[Start of section]

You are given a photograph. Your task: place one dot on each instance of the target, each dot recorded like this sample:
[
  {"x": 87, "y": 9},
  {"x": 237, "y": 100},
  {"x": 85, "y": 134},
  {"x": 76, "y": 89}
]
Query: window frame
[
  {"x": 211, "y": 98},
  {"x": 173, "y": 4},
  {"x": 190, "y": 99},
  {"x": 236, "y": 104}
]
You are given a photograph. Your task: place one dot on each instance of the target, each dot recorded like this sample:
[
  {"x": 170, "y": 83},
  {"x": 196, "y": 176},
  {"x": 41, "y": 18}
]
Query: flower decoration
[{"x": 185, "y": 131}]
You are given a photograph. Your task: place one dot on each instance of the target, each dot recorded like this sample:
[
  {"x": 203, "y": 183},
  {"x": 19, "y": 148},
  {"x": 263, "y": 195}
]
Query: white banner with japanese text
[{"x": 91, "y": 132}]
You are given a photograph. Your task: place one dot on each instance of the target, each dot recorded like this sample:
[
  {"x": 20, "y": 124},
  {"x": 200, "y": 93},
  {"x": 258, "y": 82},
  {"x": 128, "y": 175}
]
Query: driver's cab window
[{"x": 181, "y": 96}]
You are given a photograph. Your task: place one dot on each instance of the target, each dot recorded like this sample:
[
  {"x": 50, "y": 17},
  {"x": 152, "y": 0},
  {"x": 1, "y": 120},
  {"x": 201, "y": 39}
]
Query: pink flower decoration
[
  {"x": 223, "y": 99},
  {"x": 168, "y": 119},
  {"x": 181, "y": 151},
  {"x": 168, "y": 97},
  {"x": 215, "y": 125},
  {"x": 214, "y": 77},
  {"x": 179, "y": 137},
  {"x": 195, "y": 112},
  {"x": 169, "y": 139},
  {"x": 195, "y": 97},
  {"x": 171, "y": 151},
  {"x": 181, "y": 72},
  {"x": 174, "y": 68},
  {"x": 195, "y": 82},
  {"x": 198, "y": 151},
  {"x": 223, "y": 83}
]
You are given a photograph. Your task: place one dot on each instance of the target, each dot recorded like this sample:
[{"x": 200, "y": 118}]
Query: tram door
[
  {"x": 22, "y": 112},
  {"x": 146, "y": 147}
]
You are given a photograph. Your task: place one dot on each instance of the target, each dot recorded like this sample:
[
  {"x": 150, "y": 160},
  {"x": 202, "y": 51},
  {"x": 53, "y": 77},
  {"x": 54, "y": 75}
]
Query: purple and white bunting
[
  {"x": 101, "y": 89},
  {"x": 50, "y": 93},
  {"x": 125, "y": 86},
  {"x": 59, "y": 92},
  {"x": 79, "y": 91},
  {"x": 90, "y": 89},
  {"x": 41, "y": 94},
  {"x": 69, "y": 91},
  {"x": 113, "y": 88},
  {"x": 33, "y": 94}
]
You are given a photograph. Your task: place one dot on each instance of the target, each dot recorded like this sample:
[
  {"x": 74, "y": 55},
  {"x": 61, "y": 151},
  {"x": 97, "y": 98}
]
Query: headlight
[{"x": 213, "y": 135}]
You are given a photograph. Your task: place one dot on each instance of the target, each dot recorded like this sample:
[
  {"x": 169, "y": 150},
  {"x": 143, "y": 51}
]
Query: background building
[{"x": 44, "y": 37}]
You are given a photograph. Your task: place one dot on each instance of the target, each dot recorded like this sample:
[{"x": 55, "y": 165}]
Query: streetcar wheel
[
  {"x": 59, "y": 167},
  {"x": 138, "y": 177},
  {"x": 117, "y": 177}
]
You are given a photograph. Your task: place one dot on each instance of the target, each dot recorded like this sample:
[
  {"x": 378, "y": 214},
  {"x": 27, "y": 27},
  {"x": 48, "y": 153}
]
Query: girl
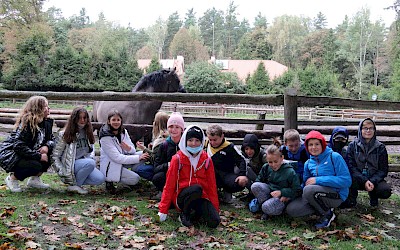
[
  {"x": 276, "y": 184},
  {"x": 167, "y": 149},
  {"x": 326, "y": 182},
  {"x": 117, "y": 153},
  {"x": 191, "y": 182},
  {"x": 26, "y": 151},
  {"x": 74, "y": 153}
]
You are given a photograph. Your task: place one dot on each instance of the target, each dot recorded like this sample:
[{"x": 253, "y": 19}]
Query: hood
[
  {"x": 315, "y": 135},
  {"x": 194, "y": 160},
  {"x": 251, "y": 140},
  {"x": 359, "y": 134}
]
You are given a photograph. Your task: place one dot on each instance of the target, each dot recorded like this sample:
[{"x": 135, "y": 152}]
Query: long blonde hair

[End of section]

- _WORK TO COMPLETE_
Would you write out the data exactly, with no pictures in the copy?

- _FINISHED TASK_
You are given a photograph. Your task: place one dot on each instance of the target, each dot recorded like this sample:
[
  {"x": 87, "y": 9},
  {"x": 237, "y": 100},
  {"x": 85, "y": 134},
  {"x": 76, "y": 89}
]
Query: window frame
[
  {"x": 211, "y": 98},
  {"x": 173, "y": 4},
  {"x": 190, "y": 99},
  {"x": 236, "y": 104}
]
You are given a photograph. Your task: place one dot on each instance of the target, each dot recorded like this sample:
[
  {"x": 170, "y": 83},
  {"x": 196, "y": 176},
  {"x": 41, "y": 18}
]
Query: flower decoration
[{"x": 185, "y": 131}]
You are given a photograph. Your task: place one dot on each instance of the target, each dot recorded like this sample:
[
  {"x": 203, "y": 183},
  {"x": 19, "y": 148},
  {"x": 263, "y": 195}
]
Query: white banner with japanese text
[{"x": 91, "y": 132}]
You are given a photograph. Your task: place one dot on each instance of the target, each dot recorded like this sample:
[
  {"x": 20, "y": 124},
  {"x": 200, "y": 93},
  {"x": 258, "y": 82},
  {"x": 128, "y": 175}
]
Query: driver's cab window
[{"x": 181, "y": 96}]
You are given a photograph. Your task: place one dot on each instance of the target, each dot recorded like this sample:
[
  {"x": 50, "y": 17},
  {"x": 152, "y": 0},
  {"x": 1, "y": 120},
  {"x": 201, "y": 39}
]
Query: pink flower decoration
[
  {"x": 223, "y": 99},
  {"x": 168, "y": 119},
  {"x": 181, "y": 151},
  {"x": 168, "y": 97},
  {"x": 215, "y": 125},
  {"x": 214, "y": 77},
  {"x": 179, "y": 137},
  {"x": 195, "y": 112},
  {"x": 169, "y": 139},
  {"x": 195, "y": 97},
  {"x": 171, "y": 151},
  {"x": 181, "y": 72},
  {"x": 174, "y": 68},
  {"x": 195, "y": 82},
  {"x": 198, "y": 151},
  {"x": 223, "y": 83}
]
You are given a photograph. Your task: place one dot on each instance of the target, each dot recorded like this sample:
[{"x": 200, "y": 118}]
Query: tram door
[
  {"x": 22, "y": 112},
  {"x": 146, "y": 147}
]
You are given a photograph. Your task: place one dot on each instance of the target, each dot recorded like this sample:
[
  {"x": 150, "y": 160},
  {"x": 202, "y": 51},
  {"x": 53, "y": 77},
  {"x": 54, "y": 75}
]
Query: purple and white bunting
[
  {"x": 101, "y": 89},
  {"x": 50, "y": 93},
  {"x": 125, "y": 86},
  {"x": 59, "y": 92},
  {"x": 79, "y": 91},
  {"x": 90, "y": 89},
  {"x": 41, "y": 94},
  {"x": 69, "y": 91},
  {"x": 113, "y": 88},
  {"x": 33, "y": 94}
]
You are given a photograph. Your task: place one dot on each instance of the target, each dot recorded like this sample:
[
  {"x": 74, "y": 55},
  {"x": 61, "y": 151},
  {"x": 97, "y": 98}
]
Query: headlight
[{"x": 213, "y": 135}]
You are given a photograph. Your task: place one dot on each instance of the target, each dot recorded like this sample:
[
  {"x": 169, "y": 150},
  {"x": 143, "y": 51}
]
Query: background building
[{"x": 44, "y": 37}]
You are given a photograph. Your task: place one dot on each instance of the target, each dot recorded like this sample:
[{"x": 55, "y": 165}]
Query: streetcar wheel
[
  {"x": 59, "y": 167},
  {"x": 138, "y": 177},
  {"x": 117, "y": 177}
]
You are given a photograph. Your task: place one dot on each instance of the target, each dot recorded like this sample:
[
  {"x": 378, "y": 214},
  {"x": 27, "y": 27},
  {"x": 48, "y": 153}
]
Query: girl
[
  {"x": 276, "y": 184},
  {"x": 167, "y": 149},
  {"x": 326, "y": 182},
  {"x": 117, "y": 153},
  {"x": 191, "y": 182},
  {"x": 26, "y": 151},
  {"x": 74, "y": 153}
]
You are given a photograph. Your task: place one dot on each instance of the target, each dot recorded like this sample:
[{"x": 253, "y": 19}]
Query: hood
[
  {"x": 315, "y": 135},
  {"x": 194, "y": 160},
  {"x": 251, "y": 140},
  {"x": 359, "y": 134}
]
You are given a photograph. Your task: place one dot on each instance of the target, each dot recorded like this sample:
[{"x": 135, "y": 152}]
Query: long blonde hair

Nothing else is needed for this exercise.